What is needed
Write the data out again exactly, with no pictures.

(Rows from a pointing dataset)

============

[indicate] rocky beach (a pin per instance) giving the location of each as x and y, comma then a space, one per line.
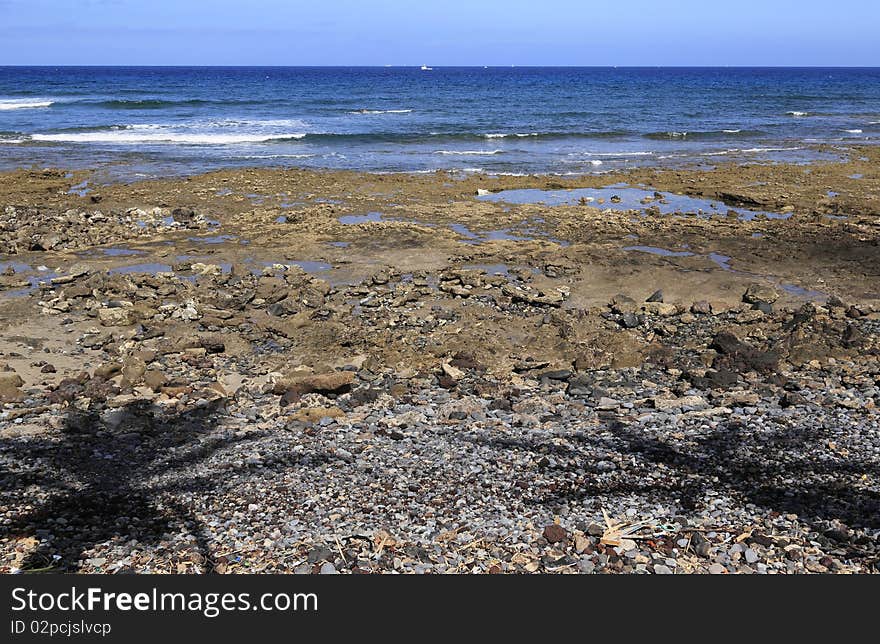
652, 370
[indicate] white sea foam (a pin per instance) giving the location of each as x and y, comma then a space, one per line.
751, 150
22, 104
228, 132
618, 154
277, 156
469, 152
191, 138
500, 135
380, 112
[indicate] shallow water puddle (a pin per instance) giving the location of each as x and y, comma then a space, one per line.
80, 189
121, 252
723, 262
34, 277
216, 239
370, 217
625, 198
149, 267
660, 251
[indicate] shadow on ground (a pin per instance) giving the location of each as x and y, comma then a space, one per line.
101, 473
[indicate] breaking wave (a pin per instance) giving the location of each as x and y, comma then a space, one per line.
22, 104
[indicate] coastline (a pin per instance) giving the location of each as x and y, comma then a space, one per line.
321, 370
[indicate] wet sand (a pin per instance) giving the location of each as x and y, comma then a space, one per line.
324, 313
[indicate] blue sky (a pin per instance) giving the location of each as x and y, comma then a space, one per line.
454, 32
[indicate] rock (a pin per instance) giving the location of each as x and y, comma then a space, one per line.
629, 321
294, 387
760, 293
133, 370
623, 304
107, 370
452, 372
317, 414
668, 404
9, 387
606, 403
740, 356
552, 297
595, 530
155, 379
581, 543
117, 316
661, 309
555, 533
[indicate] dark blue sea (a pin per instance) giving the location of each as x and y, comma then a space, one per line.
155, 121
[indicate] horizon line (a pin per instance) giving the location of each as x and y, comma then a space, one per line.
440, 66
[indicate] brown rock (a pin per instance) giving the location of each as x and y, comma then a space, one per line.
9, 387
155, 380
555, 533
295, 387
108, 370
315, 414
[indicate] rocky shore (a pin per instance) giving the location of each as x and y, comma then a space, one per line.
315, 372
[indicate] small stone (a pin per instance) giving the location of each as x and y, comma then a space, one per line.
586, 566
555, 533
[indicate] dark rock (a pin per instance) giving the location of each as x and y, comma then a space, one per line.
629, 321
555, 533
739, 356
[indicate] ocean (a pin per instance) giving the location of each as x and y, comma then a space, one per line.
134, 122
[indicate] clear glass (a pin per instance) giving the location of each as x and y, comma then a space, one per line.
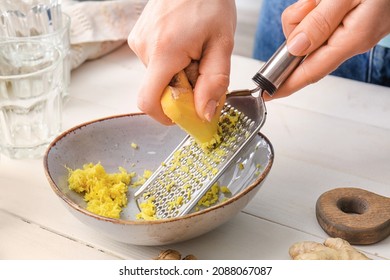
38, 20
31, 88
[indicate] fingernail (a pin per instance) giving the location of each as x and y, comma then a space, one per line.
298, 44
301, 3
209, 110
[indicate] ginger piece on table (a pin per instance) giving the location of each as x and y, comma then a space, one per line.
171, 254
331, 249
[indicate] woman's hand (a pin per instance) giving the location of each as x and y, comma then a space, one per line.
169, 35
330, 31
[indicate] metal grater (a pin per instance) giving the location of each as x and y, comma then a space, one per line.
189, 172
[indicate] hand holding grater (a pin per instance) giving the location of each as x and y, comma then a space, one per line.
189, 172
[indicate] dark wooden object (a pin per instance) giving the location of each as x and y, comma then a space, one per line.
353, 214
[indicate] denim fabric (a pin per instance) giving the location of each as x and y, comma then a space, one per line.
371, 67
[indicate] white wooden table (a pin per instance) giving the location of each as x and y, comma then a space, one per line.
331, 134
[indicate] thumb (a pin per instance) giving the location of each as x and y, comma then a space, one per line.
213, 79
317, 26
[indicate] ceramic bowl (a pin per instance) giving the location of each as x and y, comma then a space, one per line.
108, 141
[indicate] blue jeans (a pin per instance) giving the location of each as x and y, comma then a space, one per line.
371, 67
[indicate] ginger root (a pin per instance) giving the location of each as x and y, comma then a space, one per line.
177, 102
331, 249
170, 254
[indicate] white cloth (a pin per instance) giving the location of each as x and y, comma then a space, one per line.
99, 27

============

Correct response
[indicate] rocky beach (a pin per instance) giving the location of each as x and y, comma then a space, one per line.
652, 370
[indicate] white sea foam (a pin per instance) giving the location of each as x and y, comma then a space, one per line.
751, 150
22, 104
228, 132
618, 154
277, 156
469, 152
191, 138
500, 135
380, 112
[indicate] shallow water puddle (a pin per instance) giving the location of each as x and y, comma then a space, one per line.
80, 189
121, 252
723, 262
34, 277
216, 239
370, 217
625, 198
149, 267
660, 251
[indicate] shadow on ground (a pin per instance) giving the location of each as x and y, comma then a space, one per line.
101, 473
[indicate] breaking wave (a pin per instance) giving the location of each as x and y, comma then a space, one per line.
22, 104
[indicate] coastline (a pin per instance) giving the location of each as x and y, comma then a space, one per line.
321, 370
[indicate] wet sand (a pin per instance) giving the location of each as x and y, comma then a space, one per line.
324, 313
[indicate] blue sky (a pin per instance) giving the location of each as x and y, comma then a space, one per line.
454, 32
[indicate] rock (a pin per instance) giving the location of each as x and y, comma then a space, one per line.
629, 321
294, 387
760, 293
133, 370
623, 304
107, 370
452, 372
317, 414
668, 404
9, 387
606, 403
740, 356
552, 297
595, 530
155, 379
581, 543
117, 316
661, 309
555, 533
[indicate] dark blue sea (a pin per instance) giving the location of each as x and y, comma then a space, one per line.
155, 121
[indicate] horizon line (a pin per instance) giving the location of each as x and y, comma then a space, one per line.
440, 66
[indicate] brown rock (a pin per instance) giving the location of each as x and y, comma then a space, one per line.
9, 387
155, 380
555, 533
295, 387
108, 370
315, 414
[indicate] rocky shore (a pin per instance) giving the location of each as x and y, comma then a space, one per line.
315, 372
[indicate] small stone (a pin per instance) giving the location of each as x and y, comma then a space, one per line.
586, 566
555, 533
[indicate] dark rock (a pin per instance) giving the location of each as x and y, comma then a space, one per line.
629, 321
555, 533
739, 356
[indicate] ocean (a pin per instance) giving the location of each as x and y, comma then a space, one per line.
134, 122
[indicate] clear glass (a pin per instance) giving the location of each as x and y, comma then a space, one per line.
38, 20
31, 88
[indicate] fingernail (a pin per instance) giving the location of each as x and y, comma then a space, one per line.
298, 44
301, 3
209, 110
[indicate] ginger piece on table (a pin per instance) giving the location of each as x and y, comma then a space, one per line.
171, 254
331, 249
[indicate] woman's hand (a pin per instance) giving the location of each as x and y, comma then a space, one per line.
169, 35
330, 31
[indicate] metal grater (a pin per instance) giving the location of each as x and y, comma then a space, one per line.
189, 172
[indicate] hand holding grater (a pin per instance) giving the location of each as x and y, comma then a space, one per line.
189, 172
[indicate] dark wooden object (a pin per instance) giving the location of each as x and y, comma then a space, one per line.
353, 214
[indicate] denim fabric (a pin per instance) giving the location of each as x and y, comma then a space, one per line.
371, 67
[indicate] white wooden table (a pin per instance) giving the location of each as x and y, comma then a space, one per line.
331, 134
[indicate] thumb (a pin per instance) giving the location of each as x and y, comma then a space, one per line.
213, 79
317, 26
[indicate] ceramic bowl (a pin per instance) giving the location of each as x and y, comma then a space, one per line.
108, 141
[indicate] blue jeans (a pin per instance) giving the location of each as x and y, comma then a space, one per line.
371, 67
[indicate] ginger root (a pin per instance) giving the location of each as x and y, comma then a space, one per line.
177, 102
331, 249
170, 254
[indicate] white cloth (a pin per instance) giving the location of each as x and y, comma then a space, one per line.
99, 27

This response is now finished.